TEXT -
You have already levied financial consequences so what do you think you could do? You can't lock her in a room while you're gone. It's as though you are dealing with an errant child who has oppositional defiance disorder.


----------



## NobodySpecial

MAJDEATH said:


> For discussion purposes, if we had agreed to not have people (non-family) of the opposite sex come over unless we both are present, what is the appropriate response? What would you do?


Honestly? Give up on the notion that she will abide any such measures. How you make yourself ok with that, I have no idea.


----------



## Openminded

Apparently what she wants to do is more important to her than what you want her to do. That's not surprising considering her past actions (of course, you do share part of the blame there and I'm reminded of that every time you start a new thread about her behavior). As for consequences, you could always suggest counseling (individual/marriage/both). If she doesn't agree, you could tell her the marriage can't continue the way things are. If you can't do that, be prepared to monitor her the rest of your life.


----------



## Spicy

We have always done this in our marriage. If someone of the opposite sex stops by unexpectedly, and only one of us are home, we simply step outside and visit for a few minutes out there and ask them to swing back by when we are all home. This is done out of respect for our mate and it also serves as a protection in many ways. (Temptation, accusation, even neighbor gossip!)


----------



## NobodySpecial

I wonder something. Do you both have the same vision of what your marriage is and should be? Does she pine for something she can't have that requires you to keep constant vigilance? I get the water under the bridge that got you here. But what does she want NOW? Is she trading sexual and romantic happiness (and pining for it) for family and other considerations?


----------



## personofinterest

NobodySpecial said:


> I wonder something. Do you both have the same vision of what your marriage is and should be? Does she pine for something she can't have that requires you to keep constant vigilance? I get the water under the bridge that got you here. But what does she want NOW? Is she trading sexual and romantic happiness (and pining for it) for family and other considerations?


Excellent questions. I understand the problems of the past. But he stayed. So the present....fascinates me.


----------



## MAJDEATH

Good questions. I wonder if her personality attracts certain types of people that wants to inject themselves into our lives. Or does her "sniffer" for problematic people need adjusted? I believe we are in a good place marriagewise but I never forget the past.


----------



## 3Xnocharm

MAJDEATH said:


> For discussion purposes, if we had agreed to not have people (non-family) of the opposite sex come over unless we both are present, what is the appropriate response? What would you do?


Why does it matter? You aren't going anywhere no matter what she does, so....


----------



## MAJDEATH

My example would be the pedicure guy from a couple of years ago. He was a former coworker who knew about her relationships with coworkers while we were separated. 
And apparently they shared an interest in platonic pedicures back then.

Fast forward ten years later and we run into him at a community event. They rekindle their friendship with talk of her going to work for him. And then he starts dropping by the house for mutual pedicures in the early afternoons. 
She could not discern that there was anything wrong. My spider sense was telling me that there was an agenda at play. 50 something married man starts interacting with a 40 something married woman. He knows in the past she played around with coworkers. He offers her 2 jobs. As a man I saw what was coming but she claims ignorance of some ulterior motive.

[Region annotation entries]
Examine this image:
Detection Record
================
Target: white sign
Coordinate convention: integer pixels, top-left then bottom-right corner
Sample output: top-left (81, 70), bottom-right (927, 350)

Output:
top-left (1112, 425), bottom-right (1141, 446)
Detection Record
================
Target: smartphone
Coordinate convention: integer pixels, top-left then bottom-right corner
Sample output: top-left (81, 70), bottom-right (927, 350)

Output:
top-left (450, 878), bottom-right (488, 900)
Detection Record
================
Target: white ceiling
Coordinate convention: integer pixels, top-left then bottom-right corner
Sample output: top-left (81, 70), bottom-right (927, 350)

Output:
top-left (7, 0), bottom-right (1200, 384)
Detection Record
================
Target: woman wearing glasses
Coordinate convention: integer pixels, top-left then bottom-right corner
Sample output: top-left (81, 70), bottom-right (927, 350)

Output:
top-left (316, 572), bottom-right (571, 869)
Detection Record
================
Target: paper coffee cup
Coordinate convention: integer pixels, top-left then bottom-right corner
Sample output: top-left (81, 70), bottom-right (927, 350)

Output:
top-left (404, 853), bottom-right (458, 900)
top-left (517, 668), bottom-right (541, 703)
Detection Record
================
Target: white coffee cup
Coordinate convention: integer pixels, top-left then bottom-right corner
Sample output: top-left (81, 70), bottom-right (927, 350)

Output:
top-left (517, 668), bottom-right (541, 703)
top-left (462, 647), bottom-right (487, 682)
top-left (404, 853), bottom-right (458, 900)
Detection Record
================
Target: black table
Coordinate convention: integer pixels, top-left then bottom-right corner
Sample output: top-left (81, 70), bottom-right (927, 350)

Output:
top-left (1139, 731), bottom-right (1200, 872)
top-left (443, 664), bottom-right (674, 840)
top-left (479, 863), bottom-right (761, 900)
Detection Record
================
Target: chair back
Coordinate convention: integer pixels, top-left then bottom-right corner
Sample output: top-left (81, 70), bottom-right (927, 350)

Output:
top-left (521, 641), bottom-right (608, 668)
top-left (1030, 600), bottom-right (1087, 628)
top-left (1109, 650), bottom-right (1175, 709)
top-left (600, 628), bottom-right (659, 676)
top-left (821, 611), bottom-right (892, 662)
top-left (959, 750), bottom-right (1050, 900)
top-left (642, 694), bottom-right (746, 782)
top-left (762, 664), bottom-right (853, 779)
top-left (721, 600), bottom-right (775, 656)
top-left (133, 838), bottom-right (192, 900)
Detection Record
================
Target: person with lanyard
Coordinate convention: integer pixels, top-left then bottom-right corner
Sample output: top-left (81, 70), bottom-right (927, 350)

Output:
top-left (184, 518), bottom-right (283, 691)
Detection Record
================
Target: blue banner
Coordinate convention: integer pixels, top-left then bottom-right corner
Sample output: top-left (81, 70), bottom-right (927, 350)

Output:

WHAT IS BEING ASKED - Reproduce the stretch of the forum thread from "## Openminded" through "of your life.", word for word.

EXERCISE SOLUTION -
## Openminded

Apparently what she wants to do is more important to her than what you want her to do. That's not surprising considering her past actions (of course, you do share part of the blame there and I'm reminded of that every time you start a new thread about her behavior). As for consequences, you could always suggest counseling (individual/marriage/both). If she doesn't agree, you could tell her the marriage can't continue the way things are. If you can't do that, be prepared to monitor her the rest of your life.